Retype the full set of records. Keep every character identical.

— BEGIN Source records —

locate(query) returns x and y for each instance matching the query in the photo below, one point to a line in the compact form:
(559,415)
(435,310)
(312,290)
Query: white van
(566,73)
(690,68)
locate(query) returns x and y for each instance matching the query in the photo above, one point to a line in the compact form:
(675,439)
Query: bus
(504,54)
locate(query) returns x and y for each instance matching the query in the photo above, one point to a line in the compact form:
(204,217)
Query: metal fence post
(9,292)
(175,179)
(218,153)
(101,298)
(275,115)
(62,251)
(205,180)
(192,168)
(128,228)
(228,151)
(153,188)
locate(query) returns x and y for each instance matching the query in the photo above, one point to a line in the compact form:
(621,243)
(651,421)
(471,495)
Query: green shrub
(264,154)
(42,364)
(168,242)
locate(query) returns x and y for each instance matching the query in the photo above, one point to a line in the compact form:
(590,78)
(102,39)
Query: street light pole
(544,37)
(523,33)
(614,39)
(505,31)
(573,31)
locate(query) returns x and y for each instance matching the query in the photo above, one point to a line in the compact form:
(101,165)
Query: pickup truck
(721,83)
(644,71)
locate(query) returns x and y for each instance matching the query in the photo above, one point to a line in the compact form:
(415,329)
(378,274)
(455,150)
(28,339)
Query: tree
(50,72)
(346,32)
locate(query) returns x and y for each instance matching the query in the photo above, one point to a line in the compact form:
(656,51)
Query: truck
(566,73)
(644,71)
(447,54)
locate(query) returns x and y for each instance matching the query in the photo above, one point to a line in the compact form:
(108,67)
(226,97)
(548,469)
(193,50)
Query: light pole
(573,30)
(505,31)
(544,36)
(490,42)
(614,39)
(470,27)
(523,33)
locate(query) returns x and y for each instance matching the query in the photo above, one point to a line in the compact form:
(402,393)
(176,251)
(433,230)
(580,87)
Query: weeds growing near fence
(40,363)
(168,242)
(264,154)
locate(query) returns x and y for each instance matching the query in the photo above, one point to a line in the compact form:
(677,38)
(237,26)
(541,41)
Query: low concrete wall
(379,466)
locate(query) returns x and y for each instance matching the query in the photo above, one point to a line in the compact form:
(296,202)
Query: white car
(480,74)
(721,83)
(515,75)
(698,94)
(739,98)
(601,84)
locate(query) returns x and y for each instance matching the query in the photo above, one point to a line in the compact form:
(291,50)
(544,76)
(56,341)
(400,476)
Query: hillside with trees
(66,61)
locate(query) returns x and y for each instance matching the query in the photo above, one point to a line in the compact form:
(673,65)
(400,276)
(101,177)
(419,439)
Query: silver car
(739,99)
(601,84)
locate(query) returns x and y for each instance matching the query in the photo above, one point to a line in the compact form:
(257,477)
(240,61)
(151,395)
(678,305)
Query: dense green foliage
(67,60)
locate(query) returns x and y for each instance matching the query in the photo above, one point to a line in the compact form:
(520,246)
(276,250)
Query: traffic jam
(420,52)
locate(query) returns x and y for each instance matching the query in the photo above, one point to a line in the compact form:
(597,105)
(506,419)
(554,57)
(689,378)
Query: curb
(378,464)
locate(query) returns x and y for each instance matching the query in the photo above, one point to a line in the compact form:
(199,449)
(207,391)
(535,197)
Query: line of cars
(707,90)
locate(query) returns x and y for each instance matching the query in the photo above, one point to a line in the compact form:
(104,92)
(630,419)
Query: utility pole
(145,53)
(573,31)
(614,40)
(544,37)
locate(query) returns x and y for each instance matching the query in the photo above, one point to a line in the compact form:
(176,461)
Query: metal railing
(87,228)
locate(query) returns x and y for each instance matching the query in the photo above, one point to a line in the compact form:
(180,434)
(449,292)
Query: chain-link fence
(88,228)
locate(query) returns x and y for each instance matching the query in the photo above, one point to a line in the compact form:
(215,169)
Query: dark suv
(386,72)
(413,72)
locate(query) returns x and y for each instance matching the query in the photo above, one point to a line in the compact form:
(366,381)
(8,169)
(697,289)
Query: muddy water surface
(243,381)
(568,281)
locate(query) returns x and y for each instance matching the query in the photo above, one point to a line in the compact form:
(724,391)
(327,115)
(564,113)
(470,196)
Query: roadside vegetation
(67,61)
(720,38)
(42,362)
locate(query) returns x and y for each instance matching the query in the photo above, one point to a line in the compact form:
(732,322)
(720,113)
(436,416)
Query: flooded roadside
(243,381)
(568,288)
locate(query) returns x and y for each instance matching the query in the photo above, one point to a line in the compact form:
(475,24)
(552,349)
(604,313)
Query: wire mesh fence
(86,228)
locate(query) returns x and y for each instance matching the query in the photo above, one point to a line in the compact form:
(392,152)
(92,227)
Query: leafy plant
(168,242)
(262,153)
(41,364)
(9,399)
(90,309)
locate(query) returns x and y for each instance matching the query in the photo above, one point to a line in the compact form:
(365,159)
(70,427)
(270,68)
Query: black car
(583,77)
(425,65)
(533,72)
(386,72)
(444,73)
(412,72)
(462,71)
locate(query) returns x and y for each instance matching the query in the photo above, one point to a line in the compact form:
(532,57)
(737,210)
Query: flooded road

— END Source records —

■ Full answer:
locate(query) returns x and y for each instance matching the query in the photo below, one point to a line in the compact form:
(559,415)
(435,310)
(312,290)
Query: white van
(566,73)
(690,68)
locate(query) returns x and y for each instance matching the query in the photo above, one point to a line in the compact form:
(675,439)
Query: bus
(504,54)
locate(query) returns x and y for each instance matching the query in the photo above, one point to a line in the compact form:
(204,217)
Query: metal fence post
(9,292)
(175,179)
(218,153)
(101,298)
(275,115)
(62,251)
(205,180)
(192,168)
(128,228)
(228,151)
(153,188)
locate(query) returns x and y for each instance matching the query in the photo above, one point to a line in the compact form:
(621,243)
(651,421)
(471,495)
Query: green shrub
(264,154)
(42,364)
(168,242)
locate(query) returns x and y for each instance matching the query in the photo above, one point to a line in the compact form:
(590,78)
(102,39)
Query: street light pole
(544,37)
(523,33)
(614,39)
(505,31)
(573,31)
locate(query) returns x and y for each instance matching the query in the photo above, one point to a line in the compact form:
(101,165)
Query: pickup truck
(721,83)
(644,71)
locate(query) returns x and y for each instance matching the query in the photo above, one point to a line in the compact form:
(415,329)
(378,274)
(455,150)
(28,339)
Query: tree
(50,72)
(346,32)
locate(query) returns x and y for each instance matching the query in the photo above, one point to a line in the compact form:
(656,51)
Query: truck
(566,73)
(644,71)
(447,54)
locate(query) returns x and y for each instance matching the query in the photo above, one point to a line in the compact form:
(108,67)
(226,97)
(548,469)
(193,50)
Query: light pole
(573,30)
(505,31)
(544,36)
(490,42)
(614,39)
(470,27)
(523,33)
locate(query) returns x and y for each instance matching the query in the photo above, one point to a line in the compact form:
(402,393)
(176,251)
(433,230)
(580,87)
Query: weeds growing near fence
(40,363)
(168,242)
(264,154)
locate(query) returns x and y for each instance matching the query in the photo above, one point to a line in the compact form:
(677,38)
(237,26)
(541,41)
Query: low concrete wall
(379,466)
locate(query) returns x and y for each instance matching the query in the photo above, one point to a line in the compact form:
(296,202)
Query: white car
(480,74)
(721,83)
(515,75)
(698,94)
(739,98)
(601,84)
locate(query) returns x and y for each instance matching the query in the photo above, one point to a line in the compact form:
(291,50)
(544,76)
(56,341)
(400,476)
Query: hillside with trees
(66,61)
locate(query) returns x and y for each instance matching the query in the photo above, one point to a line in the compact form:
(673,65)
(400,276)
(101,177)
(419,439)
Query: silver car
(739,99)
(601,84)
locate(query) returns x and y for each instance matching the query in the photo above, one point to a line in the compact form:
(257,477)
(240,61)
(151,395)
(678,305)
Query: dense green foliage
(67,60)
locate(query) returns x and y for each instance matching the query in the photo above, one point to a line in the compact form:
(520,246)
(276,250)
Query: traffic jam
(420,52)
locate(query) returns x and y for each instance matching the query in the photo above, one point to a line in the compact form:
(597,105)
(506,419)
(554,57)
(689,378)
Query: curb
(378,464)
locate(query) returns x and y for each instance matching the query in the photo above, one point to a line in the compact form:
(199,449)
(207,391)
(535,197)
Query: line of cars
(707,90)
locate(query) returns x and y for each instance matching the query in the photo above, one point to a line in the compact form:
(104,92)
(630,419)
Query: utility pole
(145,53)
(573,31)
(614,40)
(544,37)
locate(query) returns x and y for each instance matching the query in the photo above, one point to a line in the compact form:
(176,461)
Query: metal railing
(87,228)
locate(query) returns x and y for each instance matching the query in the photo above, one point to a line in the compact form:
(180,434)
(449,292)
Query: chain-link fence
(88,228)
locate(query) returns x and y for each instance matching the query in the photo above, one point to a line in the compact form:
(215,169)
Query: dark suv
(386,72)
(413,72)
locate(query) returns x and y for each instance matching the query in the photo above, one point to a line in the compact form:
(366,381)
(8,169)
(697,289)
Query: muddy water surface
(243,381)
(568,281)
locate(query) returns x and y for each instance matching the query in the photo above, one point to a line in the compact form:
(724,391)
(327,115)
(564,113)
(470,196)
Query: roadside vegetation
(67,61)
(720,38)
(42,362)
locate(query) returns x and y for each instance matching the query in the photo above, one point to a line in the compact form:
(732,322)
(720,113)
(436,416)
Query: flooded roadside
(243,381)
(568,288)
locate(query) returns x and y for each instance matching the query in the photo above, one point to a line in the compact form:
(475,24)
(552,349)
(604,313)
Query: wire mesh fence
(86,228)
locate(query) returns x and y for each instance matching the query in the photo above, one point to a line in the compact form:
(392,152)
(92,227)
Query: leafy plant
(168,242)
(262,153)
(41,364)
(9,399)
(90,309)
locate(query) returns x and y for each instance matching the query in the photo above, one point to a line in the compact form:
(365,159)
(70,427)
(270,68)
Query: black car
(583,77)
(425,65)
(533,72)
(386,72)
(444,73)
(412,72)
(462,71)
locate(query) returns x and y for each instance matching the query in the photo above, one point to a line in the compact form:
(532,57)
(737,210)
Query: flooded road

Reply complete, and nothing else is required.